Exercise brief. Take the line that contains "Target: white sleeve cuff" and every line after it in the material below, and quote them exactly.
Dataset below:
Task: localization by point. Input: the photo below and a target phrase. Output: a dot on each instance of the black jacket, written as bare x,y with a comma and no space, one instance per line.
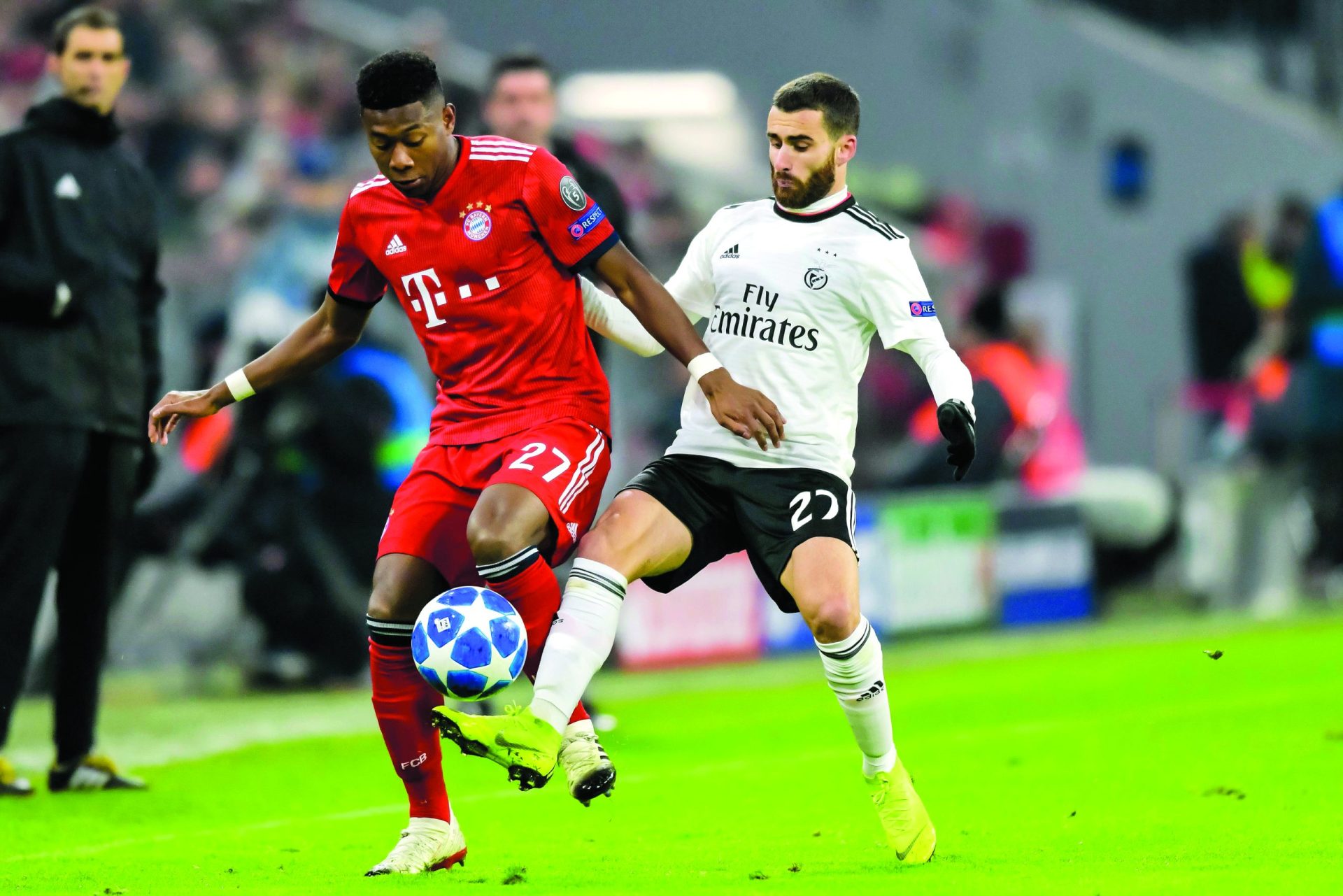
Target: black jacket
77,207
599,185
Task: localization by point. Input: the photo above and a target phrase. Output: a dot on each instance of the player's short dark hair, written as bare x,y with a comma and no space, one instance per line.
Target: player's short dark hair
89,17
512,62
833,99
398,78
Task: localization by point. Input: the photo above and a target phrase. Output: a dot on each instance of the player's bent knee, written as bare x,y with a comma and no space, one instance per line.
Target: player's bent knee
402,586
504,524
833,618
492,541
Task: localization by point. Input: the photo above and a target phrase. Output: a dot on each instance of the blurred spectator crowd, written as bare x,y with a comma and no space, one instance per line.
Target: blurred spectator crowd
245,113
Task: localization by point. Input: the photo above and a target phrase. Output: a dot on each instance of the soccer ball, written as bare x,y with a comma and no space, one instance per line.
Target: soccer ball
469,642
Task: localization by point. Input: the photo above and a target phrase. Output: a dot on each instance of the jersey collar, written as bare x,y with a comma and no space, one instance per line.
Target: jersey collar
811,217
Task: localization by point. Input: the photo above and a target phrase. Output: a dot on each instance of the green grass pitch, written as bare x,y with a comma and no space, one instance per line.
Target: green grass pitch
1106,760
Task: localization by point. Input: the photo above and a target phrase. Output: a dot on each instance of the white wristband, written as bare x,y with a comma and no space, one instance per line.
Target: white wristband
238,385
702,364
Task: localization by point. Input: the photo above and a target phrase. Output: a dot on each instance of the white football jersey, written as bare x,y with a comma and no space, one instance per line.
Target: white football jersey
793,301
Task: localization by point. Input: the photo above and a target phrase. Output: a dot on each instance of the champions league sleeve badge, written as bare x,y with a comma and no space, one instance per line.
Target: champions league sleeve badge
572,194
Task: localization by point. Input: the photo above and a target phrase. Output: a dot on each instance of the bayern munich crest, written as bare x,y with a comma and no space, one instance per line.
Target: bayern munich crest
477,225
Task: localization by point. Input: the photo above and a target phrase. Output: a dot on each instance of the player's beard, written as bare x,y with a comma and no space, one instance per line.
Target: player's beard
804,192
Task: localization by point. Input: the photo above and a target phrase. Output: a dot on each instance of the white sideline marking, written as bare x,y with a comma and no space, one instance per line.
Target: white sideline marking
203,741
390,809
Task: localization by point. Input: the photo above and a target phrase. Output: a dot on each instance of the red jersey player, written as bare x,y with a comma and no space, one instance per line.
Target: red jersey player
478,239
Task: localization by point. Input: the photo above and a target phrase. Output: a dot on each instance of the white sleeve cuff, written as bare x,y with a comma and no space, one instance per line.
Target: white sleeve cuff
947,374
607,316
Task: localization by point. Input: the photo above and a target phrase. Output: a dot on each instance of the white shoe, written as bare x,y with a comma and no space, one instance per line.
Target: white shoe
End of Dataset.
Completed task.
Target: white sleeve cuff
947,374
607,316
Task: localization by point. Input: the photo above and a target phrase. Output: a dot on each instance of the white shoe, written as bare x,y with a comma and no space, one instance per line.
Target: white shoe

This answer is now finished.